▸ STATED GOAL
Put the rows below into a two-column CSV with the columns instruction and points, starting at the row that contains "the red wooden" and ending at the last row. Give one CSV line per row, with each value in a quoted field and any line breaks replaced by spaces.

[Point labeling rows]
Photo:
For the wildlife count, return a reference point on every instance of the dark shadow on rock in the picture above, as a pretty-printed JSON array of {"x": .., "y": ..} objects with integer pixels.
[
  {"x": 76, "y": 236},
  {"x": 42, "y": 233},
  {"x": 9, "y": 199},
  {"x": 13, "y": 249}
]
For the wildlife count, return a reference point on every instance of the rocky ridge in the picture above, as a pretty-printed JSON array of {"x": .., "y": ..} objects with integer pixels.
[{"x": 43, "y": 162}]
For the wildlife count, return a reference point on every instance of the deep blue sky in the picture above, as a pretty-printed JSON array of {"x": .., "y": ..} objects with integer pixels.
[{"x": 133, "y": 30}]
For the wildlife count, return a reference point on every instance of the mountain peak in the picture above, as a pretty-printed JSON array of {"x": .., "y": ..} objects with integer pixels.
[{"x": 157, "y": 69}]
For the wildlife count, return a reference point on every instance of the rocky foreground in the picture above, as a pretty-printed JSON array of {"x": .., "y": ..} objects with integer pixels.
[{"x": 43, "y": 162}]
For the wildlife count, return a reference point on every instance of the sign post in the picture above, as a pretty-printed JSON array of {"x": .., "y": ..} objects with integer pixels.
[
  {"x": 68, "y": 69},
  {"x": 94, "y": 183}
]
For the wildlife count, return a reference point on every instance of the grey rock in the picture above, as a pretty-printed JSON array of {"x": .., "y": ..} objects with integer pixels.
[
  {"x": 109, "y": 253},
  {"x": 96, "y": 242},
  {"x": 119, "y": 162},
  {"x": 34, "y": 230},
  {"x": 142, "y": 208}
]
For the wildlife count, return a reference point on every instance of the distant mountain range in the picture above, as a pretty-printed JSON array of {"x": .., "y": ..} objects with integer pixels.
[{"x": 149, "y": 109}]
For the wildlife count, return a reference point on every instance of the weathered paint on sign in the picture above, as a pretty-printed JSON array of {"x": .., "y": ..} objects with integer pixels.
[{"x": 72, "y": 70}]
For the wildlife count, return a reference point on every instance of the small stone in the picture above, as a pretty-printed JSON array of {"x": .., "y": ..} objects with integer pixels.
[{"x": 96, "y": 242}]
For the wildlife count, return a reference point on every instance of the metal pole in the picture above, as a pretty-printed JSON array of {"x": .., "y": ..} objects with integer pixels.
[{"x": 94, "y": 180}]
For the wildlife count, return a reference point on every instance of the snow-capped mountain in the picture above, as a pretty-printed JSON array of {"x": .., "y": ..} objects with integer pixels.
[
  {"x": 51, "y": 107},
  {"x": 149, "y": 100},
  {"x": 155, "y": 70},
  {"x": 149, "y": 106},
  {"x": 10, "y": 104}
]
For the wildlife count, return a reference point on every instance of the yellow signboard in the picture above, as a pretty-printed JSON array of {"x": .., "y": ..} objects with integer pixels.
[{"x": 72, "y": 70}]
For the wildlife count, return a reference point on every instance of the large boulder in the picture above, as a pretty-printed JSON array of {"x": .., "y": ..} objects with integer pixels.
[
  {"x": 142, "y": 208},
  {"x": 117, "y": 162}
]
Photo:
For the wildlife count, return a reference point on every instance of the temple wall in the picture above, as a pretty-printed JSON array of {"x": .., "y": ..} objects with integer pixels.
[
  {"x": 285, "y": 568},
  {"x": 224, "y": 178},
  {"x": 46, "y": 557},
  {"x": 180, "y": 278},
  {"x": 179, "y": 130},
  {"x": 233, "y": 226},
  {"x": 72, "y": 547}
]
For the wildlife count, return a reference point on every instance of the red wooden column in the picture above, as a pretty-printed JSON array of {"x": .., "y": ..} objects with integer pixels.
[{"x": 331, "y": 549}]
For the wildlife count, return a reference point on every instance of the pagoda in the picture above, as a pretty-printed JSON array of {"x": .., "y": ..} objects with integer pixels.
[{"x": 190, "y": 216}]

▸ ANSWER
instruction,points
"For the wildlife count, return a reference point on every instance of the red wooden column in the picture above, as a pretty-printed JSON array of {""x"": .., ""y"": ..} objects with integer pixels.","[{""x"": 331, ""y"": 549}]"
"For the wildlife count, return a reference point on every instance of the pagoda in the picture above, as a pretty-printed JSON array of {""x"": .., ""y"": ..} objects with integer pixels.","[{""x"": 190, ""y"": 216}]"